PASSAGE TO READ:

Over the past few weeks, I’ve been thinking a lot about why some AI startups seem unstoppable while others quietly fade away.

And the answer, I’ve realized, rarely comes down to funding, team size, or even technical brilliance.

It comes down to focus.

The most resilient founders don’t try to do everything.

They pick one small, painful problem — one no one else is paying attention to — and solve it with such obsessive clarity that it becomes their unfair advantage.

That’s what I call the AI wedge — a narrow but defensible insight that lets you enter a crowded market through a door the giants never noticed.

And once you’re in, your wedge becomes a moat — sharpened by feedback, trust, and data only you can access.

ASSIGNMENT: Continue the passage above on focus and the "AI wedge" in startups, picking up right after its final sentence.

INFORMATION:

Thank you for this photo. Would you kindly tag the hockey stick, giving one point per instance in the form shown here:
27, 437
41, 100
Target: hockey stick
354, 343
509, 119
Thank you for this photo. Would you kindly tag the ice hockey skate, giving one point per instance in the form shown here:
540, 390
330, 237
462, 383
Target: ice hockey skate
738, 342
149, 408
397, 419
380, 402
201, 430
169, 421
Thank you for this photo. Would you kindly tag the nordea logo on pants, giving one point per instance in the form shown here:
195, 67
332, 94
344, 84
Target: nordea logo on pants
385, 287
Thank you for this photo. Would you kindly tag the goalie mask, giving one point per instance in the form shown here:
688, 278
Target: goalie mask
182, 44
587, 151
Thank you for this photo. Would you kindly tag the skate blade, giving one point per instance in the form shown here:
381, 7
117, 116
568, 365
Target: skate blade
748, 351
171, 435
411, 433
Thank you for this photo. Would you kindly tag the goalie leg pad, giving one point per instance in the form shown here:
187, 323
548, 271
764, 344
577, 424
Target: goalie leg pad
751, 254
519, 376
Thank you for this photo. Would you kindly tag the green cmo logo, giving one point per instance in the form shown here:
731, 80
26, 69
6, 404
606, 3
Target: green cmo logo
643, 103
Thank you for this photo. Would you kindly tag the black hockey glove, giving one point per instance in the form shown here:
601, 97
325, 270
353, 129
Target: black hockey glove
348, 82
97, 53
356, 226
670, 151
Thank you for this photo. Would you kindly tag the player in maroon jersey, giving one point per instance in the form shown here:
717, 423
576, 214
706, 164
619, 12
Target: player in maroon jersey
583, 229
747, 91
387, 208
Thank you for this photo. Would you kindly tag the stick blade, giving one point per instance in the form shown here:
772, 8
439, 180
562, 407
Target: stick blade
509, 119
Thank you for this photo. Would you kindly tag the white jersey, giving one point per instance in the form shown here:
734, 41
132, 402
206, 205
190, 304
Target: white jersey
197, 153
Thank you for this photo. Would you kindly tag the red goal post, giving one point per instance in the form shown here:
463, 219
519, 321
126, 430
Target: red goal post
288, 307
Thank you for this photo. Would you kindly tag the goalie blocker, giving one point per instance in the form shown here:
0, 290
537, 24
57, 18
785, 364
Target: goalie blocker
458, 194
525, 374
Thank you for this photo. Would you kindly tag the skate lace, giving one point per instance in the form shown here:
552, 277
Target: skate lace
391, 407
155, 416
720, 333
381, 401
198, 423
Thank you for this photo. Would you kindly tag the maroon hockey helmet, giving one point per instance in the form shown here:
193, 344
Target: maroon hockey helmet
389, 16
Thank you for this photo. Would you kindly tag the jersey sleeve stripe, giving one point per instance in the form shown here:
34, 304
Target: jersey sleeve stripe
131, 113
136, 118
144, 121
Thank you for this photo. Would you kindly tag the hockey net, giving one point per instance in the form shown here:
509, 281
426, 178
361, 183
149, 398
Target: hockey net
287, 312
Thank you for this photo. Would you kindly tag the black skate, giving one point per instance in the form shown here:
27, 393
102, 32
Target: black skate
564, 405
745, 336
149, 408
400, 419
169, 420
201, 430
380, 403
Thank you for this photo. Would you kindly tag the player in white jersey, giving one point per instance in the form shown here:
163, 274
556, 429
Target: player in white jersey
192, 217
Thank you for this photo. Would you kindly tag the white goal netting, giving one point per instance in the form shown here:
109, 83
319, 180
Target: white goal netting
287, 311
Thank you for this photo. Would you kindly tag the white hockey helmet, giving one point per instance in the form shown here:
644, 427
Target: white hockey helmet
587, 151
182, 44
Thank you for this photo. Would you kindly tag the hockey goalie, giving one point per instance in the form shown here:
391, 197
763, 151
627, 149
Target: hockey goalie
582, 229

ANSWER:
Today, we’re exploring:

  • What exactly an AI wedge is — and how it quietly reshapes competition

  • The hidden advantage of focus over scale in the AI era

  • Real stories from Jasper, Perplexity, and Rewind — and how small beginnings became billion-dollar businesses

  • A 5-step framework to identify, validate, and scale your own wedge (even as a solo builder)

  • How to spot wedge opportunities in sectors like healthcare, legal, and finance

  • And why every enduring AI company starts by solving one narrow pain before expanding outward

I’ll be honest — this week’s edition made me rethink what “starting small” really means.

If you’ve ever felt the pressure to do more, this one’s a reminder that precision often beats scale.

Let’s dive in.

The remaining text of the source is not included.